- [Written request]: Could you give the rows below as a numbered list with blank lines left out, beginning at the line that contains "# point at: snow boot" and continuing through the last of the rows?

- [Listed entries]:
========================

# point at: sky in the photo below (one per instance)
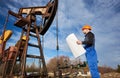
(102, 15)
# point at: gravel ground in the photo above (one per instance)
(111, 75)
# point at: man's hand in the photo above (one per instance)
(79, 42)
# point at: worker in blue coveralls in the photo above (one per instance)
(89, 45)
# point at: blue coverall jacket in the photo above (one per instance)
(91, 55)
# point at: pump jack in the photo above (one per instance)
(27, 21)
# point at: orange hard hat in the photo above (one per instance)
(87, 27)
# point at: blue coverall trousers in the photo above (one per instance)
(91, 57)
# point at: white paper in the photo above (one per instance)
(76, 49)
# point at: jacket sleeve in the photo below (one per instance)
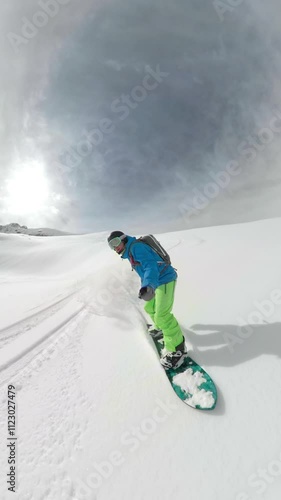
(145, 256)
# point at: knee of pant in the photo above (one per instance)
(160, 320)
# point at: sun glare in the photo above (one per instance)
(27, 190)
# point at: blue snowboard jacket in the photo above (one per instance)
(150, 267)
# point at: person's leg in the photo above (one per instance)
(164, 318)
(150, 309)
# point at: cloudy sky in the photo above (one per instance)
(119, 114)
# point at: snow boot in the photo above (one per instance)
(155, 333)
(174, 359)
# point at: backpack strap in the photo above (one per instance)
(135, 263)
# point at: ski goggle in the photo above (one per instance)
(115, 242)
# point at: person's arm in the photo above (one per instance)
(144, 255)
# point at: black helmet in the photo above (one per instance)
(117, 234)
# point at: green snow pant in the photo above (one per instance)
(159, 309)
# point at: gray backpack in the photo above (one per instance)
(153, 243)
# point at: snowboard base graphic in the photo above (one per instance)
(190, 381)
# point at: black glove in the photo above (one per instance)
(146, 293)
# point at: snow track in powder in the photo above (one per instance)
(29, 350)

========================

- [Task response]:
1. # point at: snow boot in the photo above (one per instance)
2. (155, 333)
3. (174, 359)
4. # point at: backpack strap in the photo above (one per instance)
5. (135, 263)
6. # point at: ski goggle in the photo above (one per instance)
7. (115, 242)
8. # point at: person's arm in the photo above (one per instance)
9. (144, 255)
10. # point at: black helmet in the photo above (one per instance)
11. (117, 234)
12. # point at: green snow pant in the photo above (one per instance)
13. (159, 309)
14. # point at: gray backpack in the photo above (one per instance)
15. (153, 243)
16. # point at: snowboard base graphic in the photo above (one per instance)
17. (190, 381)
18. # point at: black glove in the photo above (one per instance)
19. (146, 293)
20. # point at: snow track in powder in the photo above (one per instance)
21. (29, 350)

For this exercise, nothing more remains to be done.